(Natural-language object grounding data)
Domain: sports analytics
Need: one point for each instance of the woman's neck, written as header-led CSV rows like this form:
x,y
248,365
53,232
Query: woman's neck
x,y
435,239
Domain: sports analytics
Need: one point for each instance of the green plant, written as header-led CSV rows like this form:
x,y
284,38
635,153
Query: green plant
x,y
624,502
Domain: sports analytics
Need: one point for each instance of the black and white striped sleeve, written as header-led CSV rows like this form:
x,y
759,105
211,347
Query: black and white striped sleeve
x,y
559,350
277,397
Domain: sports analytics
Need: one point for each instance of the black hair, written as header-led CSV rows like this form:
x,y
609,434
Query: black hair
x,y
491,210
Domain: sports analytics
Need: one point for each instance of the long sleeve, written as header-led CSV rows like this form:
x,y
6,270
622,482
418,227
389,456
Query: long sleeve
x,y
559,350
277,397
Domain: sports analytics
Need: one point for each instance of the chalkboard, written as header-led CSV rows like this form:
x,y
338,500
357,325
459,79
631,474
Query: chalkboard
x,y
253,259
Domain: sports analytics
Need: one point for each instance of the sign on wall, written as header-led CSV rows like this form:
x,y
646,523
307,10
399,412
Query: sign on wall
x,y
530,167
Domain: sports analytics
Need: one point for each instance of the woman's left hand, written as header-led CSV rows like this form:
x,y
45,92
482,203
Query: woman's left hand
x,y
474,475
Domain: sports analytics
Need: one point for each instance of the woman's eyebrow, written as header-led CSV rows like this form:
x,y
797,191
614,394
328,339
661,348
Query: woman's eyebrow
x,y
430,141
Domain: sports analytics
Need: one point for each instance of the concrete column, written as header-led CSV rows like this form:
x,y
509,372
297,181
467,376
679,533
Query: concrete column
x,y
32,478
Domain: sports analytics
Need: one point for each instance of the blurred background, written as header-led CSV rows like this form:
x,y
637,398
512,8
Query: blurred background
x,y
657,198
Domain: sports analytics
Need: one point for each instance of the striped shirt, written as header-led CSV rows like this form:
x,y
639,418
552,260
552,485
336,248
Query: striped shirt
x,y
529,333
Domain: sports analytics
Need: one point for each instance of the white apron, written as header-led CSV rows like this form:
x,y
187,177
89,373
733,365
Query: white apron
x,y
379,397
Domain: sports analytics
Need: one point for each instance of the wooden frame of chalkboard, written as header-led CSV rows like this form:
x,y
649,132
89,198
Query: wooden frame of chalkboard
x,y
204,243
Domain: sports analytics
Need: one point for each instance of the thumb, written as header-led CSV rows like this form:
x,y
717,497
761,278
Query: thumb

== Problem to solve ==
Which lines hold the string "thumb"? Copy all of them from the data above.

== Problem solution ==
Need: one point for each instance of the thumb, written as header-led CSV rows like this form:
Query: thumb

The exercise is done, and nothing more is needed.